◆ **REQUIRED WORK**: In the records below, copy word for word everything from the line containing "Expected: the pointer indicates a point on the dark pants, one" down to the line containing "Target: green bean pod in mouth", including both of those lines.

◆ **TASK MATERIAL**:
━━━━━━━━━━━━━━━━━━━━━━━━━━━━━━

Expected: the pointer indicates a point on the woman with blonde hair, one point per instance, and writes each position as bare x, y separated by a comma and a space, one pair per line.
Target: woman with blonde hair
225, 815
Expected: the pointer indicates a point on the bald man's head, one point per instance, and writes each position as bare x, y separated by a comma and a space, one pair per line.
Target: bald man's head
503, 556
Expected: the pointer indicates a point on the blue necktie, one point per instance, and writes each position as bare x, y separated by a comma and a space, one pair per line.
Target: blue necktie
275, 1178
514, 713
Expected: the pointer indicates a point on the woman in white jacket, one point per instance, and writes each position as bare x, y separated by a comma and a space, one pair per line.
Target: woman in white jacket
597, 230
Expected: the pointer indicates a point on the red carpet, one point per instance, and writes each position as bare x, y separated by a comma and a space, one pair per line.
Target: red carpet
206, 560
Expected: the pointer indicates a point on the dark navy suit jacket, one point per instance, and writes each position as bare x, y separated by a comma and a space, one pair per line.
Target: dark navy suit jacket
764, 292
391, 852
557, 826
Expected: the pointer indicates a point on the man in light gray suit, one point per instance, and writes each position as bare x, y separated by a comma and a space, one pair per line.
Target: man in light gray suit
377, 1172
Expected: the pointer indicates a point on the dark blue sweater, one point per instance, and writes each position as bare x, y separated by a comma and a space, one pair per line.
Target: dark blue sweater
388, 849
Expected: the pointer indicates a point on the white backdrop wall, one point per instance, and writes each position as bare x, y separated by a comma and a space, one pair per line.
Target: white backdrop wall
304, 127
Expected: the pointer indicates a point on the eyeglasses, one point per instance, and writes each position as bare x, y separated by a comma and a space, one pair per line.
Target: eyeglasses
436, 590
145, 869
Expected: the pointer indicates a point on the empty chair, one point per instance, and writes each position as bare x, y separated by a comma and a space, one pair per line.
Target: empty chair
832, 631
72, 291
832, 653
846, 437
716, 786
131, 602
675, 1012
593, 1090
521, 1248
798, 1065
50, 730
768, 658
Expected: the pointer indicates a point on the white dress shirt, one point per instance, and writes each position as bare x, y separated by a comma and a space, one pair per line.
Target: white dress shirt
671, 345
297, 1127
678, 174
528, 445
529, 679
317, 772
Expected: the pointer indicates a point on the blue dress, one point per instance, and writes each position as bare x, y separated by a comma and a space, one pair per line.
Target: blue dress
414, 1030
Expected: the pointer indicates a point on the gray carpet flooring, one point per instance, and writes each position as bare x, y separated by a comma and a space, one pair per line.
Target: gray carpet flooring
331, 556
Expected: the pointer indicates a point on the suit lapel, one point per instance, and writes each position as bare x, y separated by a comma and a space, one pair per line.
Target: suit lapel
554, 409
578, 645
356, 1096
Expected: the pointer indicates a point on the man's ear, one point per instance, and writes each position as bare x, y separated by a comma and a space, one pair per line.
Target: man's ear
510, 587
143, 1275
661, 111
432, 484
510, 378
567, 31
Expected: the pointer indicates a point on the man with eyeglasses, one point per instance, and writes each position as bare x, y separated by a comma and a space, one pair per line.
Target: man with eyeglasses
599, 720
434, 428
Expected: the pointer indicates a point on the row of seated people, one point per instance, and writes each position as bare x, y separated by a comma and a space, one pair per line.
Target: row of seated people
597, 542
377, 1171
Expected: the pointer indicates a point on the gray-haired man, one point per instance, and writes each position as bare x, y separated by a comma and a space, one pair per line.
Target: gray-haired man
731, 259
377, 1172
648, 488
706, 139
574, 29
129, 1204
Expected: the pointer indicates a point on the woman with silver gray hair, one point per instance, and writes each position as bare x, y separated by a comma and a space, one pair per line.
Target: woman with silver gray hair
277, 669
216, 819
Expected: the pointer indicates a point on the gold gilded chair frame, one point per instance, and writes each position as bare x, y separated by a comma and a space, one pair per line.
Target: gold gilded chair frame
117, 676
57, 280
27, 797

━━━━━━━━━━━━━━━━━━━━━━━━━━━━━━

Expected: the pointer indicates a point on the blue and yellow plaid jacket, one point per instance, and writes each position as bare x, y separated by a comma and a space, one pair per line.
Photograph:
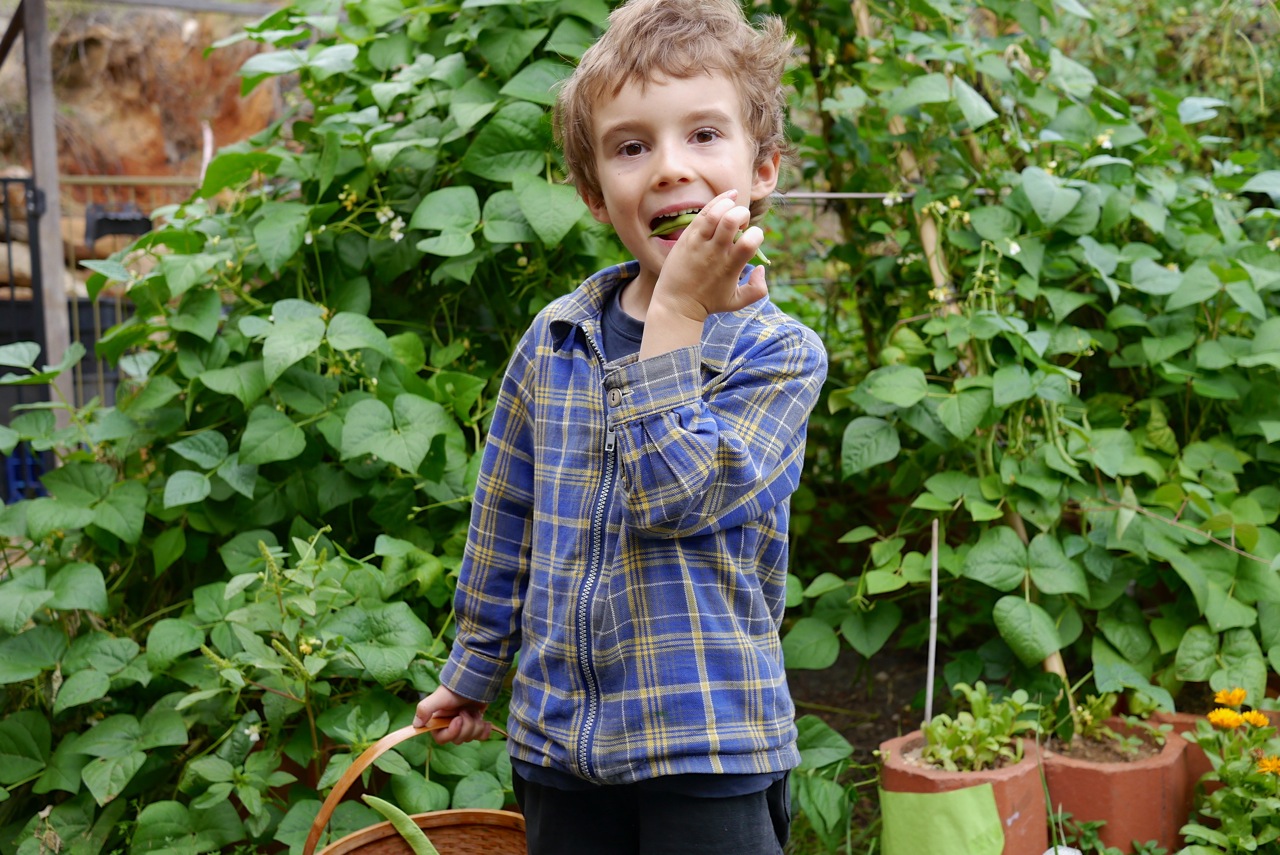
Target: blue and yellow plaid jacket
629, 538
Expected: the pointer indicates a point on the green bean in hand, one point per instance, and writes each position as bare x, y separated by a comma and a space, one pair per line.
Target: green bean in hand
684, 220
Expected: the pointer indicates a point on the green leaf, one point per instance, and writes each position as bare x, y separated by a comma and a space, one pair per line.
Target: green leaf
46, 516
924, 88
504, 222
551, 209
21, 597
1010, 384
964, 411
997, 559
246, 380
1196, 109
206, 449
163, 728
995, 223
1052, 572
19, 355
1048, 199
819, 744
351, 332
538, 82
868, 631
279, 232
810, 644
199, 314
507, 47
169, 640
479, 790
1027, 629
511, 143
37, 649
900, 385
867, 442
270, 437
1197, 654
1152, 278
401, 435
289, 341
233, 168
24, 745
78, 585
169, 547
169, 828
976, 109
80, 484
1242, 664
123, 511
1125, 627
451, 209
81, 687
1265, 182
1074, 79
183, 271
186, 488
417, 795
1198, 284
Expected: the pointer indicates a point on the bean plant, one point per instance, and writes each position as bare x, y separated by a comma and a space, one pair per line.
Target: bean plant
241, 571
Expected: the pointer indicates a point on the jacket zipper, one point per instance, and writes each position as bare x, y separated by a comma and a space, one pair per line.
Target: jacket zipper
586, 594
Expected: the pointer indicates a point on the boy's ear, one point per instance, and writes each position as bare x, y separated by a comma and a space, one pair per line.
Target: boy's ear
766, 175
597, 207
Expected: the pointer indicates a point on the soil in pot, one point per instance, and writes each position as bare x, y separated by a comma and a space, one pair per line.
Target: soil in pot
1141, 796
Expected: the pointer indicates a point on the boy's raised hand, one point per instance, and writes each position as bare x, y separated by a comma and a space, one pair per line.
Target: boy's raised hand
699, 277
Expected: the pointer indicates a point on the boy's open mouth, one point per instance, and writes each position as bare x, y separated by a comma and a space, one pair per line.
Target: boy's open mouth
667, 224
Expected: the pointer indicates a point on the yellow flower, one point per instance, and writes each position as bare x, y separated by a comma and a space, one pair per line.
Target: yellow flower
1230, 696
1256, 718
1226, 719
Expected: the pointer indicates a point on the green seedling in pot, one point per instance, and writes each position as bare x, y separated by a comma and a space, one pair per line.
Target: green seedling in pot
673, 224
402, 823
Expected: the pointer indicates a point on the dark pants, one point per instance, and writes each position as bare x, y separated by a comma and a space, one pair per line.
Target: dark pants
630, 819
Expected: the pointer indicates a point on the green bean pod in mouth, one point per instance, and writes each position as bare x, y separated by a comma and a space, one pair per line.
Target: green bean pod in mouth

━━━━━━━━━━━━━━━━━━━━━━━━━━━━━━

◆ **FINAL ANSWER**:
Expected: the pointer indicates a point on the dark pants, one point per instance, and writes each position as bare x, y separated by a comma and a space, one pair per line.
Target: dark pants
630, 819
Expected: the pointer indicates a point on the green bean pod in mouth, one point per instance, and writes each position as bare x, y separated by a comma and a space, one pair per line.
Target: green bean pod in mouth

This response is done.